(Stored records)
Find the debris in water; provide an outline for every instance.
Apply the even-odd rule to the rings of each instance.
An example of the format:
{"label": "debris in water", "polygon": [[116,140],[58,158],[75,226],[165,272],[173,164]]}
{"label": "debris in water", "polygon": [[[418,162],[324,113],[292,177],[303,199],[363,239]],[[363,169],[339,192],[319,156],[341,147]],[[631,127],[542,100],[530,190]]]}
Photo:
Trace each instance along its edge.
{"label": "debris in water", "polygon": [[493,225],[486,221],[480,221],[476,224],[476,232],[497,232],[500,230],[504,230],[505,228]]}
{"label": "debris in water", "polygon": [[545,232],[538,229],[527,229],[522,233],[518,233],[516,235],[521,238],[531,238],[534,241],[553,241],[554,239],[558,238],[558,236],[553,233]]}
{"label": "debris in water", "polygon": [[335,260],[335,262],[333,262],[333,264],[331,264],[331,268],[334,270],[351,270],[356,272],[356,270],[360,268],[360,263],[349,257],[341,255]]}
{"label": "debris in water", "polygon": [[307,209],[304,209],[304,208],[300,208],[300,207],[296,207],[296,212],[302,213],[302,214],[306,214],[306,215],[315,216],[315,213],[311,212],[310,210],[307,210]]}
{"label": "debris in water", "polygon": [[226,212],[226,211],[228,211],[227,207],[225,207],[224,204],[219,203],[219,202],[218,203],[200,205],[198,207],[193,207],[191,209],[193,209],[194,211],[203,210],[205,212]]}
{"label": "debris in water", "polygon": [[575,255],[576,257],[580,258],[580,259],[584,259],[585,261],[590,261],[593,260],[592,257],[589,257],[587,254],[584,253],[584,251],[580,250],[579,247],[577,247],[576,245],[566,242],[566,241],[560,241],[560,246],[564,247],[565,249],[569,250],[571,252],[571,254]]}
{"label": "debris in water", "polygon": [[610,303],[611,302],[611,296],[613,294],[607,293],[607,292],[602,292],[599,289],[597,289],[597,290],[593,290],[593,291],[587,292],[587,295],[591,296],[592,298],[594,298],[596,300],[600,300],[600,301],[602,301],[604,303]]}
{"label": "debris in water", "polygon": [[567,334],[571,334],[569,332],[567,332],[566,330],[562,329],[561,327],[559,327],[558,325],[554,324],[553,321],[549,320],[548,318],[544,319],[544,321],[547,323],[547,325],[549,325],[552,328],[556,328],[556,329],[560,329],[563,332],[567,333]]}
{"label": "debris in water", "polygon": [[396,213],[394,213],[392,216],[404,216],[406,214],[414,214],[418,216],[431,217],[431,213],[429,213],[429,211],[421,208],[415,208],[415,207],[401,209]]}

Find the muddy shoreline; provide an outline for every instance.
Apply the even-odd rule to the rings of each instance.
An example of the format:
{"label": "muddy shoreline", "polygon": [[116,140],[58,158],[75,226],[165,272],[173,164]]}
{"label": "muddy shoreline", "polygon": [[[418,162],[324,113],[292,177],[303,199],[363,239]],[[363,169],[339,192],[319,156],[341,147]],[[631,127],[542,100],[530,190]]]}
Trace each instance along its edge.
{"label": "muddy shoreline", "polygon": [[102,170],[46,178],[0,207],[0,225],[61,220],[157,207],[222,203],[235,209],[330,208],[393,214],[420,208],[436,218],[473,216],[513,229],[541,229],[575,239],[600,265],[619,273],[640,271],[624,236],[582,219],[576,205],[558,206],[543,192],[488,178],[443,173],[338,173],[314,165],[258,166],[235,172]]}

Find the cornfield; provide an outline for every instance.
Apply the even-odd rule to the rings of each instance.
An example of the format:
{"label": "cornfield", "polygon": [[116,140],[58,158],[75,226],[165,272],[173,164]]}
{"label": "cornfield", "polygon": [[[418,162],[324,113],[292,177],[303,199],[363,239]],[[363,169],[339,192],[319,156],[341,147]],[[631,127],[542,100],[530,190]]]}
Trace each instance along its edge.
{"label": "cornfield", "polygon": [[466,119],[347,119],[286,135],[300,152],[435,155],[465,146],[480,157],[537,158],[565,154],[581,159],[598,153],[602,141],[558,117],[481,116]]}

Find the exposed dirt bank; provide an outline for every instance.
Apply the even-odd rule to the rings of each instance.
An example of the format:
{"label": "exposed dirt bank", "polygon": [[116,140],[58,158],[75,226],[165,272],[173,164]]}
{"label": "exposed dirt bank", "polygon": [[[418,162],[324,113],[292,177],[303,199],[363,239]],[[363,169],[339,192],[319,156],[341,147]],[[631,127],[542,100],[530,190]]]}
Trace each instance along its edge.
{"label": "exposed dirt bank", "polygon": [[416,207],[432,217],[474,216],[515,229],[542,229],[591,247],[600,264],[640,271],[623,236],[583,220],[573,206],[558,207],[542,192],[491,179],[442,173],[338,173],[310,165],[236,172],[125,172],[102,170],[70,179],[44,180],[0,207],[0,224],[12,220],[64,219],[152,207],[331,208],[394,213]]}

## WHAT YOU NEED TO DO:
Retype the entries precisely as they stand.

## RESULT OF THE TASK:
Find the debris in water; provide an outline for every instance.
Apply the even-odd rule to the rings of each instance.
An example of the format:
{"label": "debris in water", "polygon": [[116,140],[58,158],[75,226],[165,272],[173,164]]}
{"label": "debris in water", "polygon": [[[418,162],[324,113],[292,177],[303,199],[363,239]],[[363,169],[339,192],[319,156],[341,147]],[[631,127],[542,100],[530,190]]]}
Photo:
Trace each instance along its edge.
{"label": "debris in water", "polygon": [[493,225],[486,221],[480,221],[476,224],[476,232],[497,232],[500,230],[504,230],[505,228]]}
{"label": "debris in water", "polygon": [[545,232],[538,229],[527,229],[522,233],[518,233],[516,235],[521,238],[531,238],[534,241],[553,241],[554,239],[558,238],[558,236],[553,233]]}
{"label": "debris in water", "polygon": [[335,260],[335,262],[333,262],[333,264],[331,264],[331,268],[334,270],[351,270],[356,272],[356,270],[360,268],[360,263],[349,257],[341,255]]}
{"label": "debris in water", "polygon": [[307,209],[304,209],[304,208],[300,208],[300,207],[296,207],[296,212],[302,213],[302,214],[306,214],[306,215],[315,216],[315,213],[311,212],[310,210],[307,210]]}
{"label": "debris in water", "polygon": [[226,212],[226,211],[228,211],[227,207],[225,207],[224,204],[219,203],[219,202],[218,203],[200,205],[198,207],[193,207],[191,209],[193,209],[194,211],[203,210],[205,212]]}
{"label": "debris in water", "polygon": [[575,255],[576,257],[580,258],[580,259],[584,259],[585,261],[590,261],[593,260],[592,257],[589,257],[587,254],[584,253],[584,251],[580,250],[579,247],[577,247],[576,245],[566,242],[566,241],[560,241],[560,246],[564,247],[565,249],[569,250],[571,252],[571,254]]}
{"label": "debris in water", "polygon": [[610,303],[611,302],[611,296],[613,294],[607,293],[607,292],[602,292],[599,289],[597,289],[597,290],[593,290],[593,291],[587,292],[587,295],[591,296],[592,298],[594,298],[596,300],[600,300],[600,301],[602,301],[604,303]]}
{"label": "debris in water", "polygon": [[567,334],[571,334],[569,332],[567,332],[566,330],[562,329],[561,327],[559,327],[558,325],[554,324],[553,321],[549,320],[548,318],[544,319],[544,321],[547,323],[547,325],[549,325],[552,328],[556,328],[556,329],[560,329],[563,332],[567,333]]}
{"label": "debris in water", "polygon": [[396,213],[394,213],[392,216],[404,216],[406,214],[414,214],[418,216],[431,217],[431,213],[429,213],[429,211],[421,208],[415,208],[415,207],[401,209]]}

Find the muddy shoreline; provide an outline for every instance.
Apply the even-odd rule to the rings of each instance.
An example of the format:
{"label": "muddy shoreline", "polygon": [[116,140],[58,158],[75,226],[165,272],[173,164]]}
{"label": "muddy shoreline", "polygon": [[[418,162],[324,113],[292,177],[303,199],[363,239]],[[363,169],[339,192],[319,156],[341,147]],[[631,127],[542,100],[530,190]]]}
Trace each instance along its edge.
{"label": "muddy shoreline", "polygon": [[102,170],[46,178],[0,207],[0,225],[61,220],[157,207],[222,203],[235,209],[330,208],[393,214],[420,208],[436,218],[473,216],[513,229],[541,229],[575,239],[600,265],[619,273],[640,271],[624,236],[582,219],[576,205],[558,206],[543,192],[488,178],[443,173],[338,173],[314,165],[258,166],[235,172]]}

Find the cornfield; provide an outline for every instance.
Apply the even-odd rule to the rings of each instance.
An example of the format:
{"label": "cornfield", "polygon": [[116,140],[58,158],[75,226],[165,272],[173,164]]}
{"label": "cornfield", "polygon": [[[418,162],[324,113],[292,177],[303,199],[363,239]],[[363,169],[339,192],[319,156],[341,147]],[[631,127],[542,100],[530,190]]]}
Trace each instance along its edge.
{"label": "cornfield", "polygon": [[466,119],[347,119],[286,135],[300,152],[435,155],[465,146],[480,157],[537,158],[565,154],[581,159],[598,153],[602,141],[558,117],[481,116]]}

Find the exposed dirt bank; provide an outline for every instance.
Apply the even-odd rule to the rings of each instance.
An example of the format:
{"label": "exposed dirt bank", "polygon": [[116,140],[58,158],[75,226],[165,272],[173,164]]}
{"label": "exposed dirt bank", "polygon": [[[418,162],[324,113],[292,177],[303,199],[363,239]],[[363,169],[339,192],[319,156],[341,147]],[[631,127],[542,100],[530,190]]]}
Trace each instance along its edge.
{"label": "exposed dirt bank", "polygon": [[416,207],[432,217],[474,216],[515,229],[542,229],[591,247],[600,264],[640,271],[623,236],[583,220],[573,206],[558,207],[542,192],[491,179],[442,173],[338,173],[310,165],[236,172],[125,172],[102,170],[70,179],[44,180],[0,207],[0,224],[12,220],[64,219],[152,207],[331,208],[394,213]]}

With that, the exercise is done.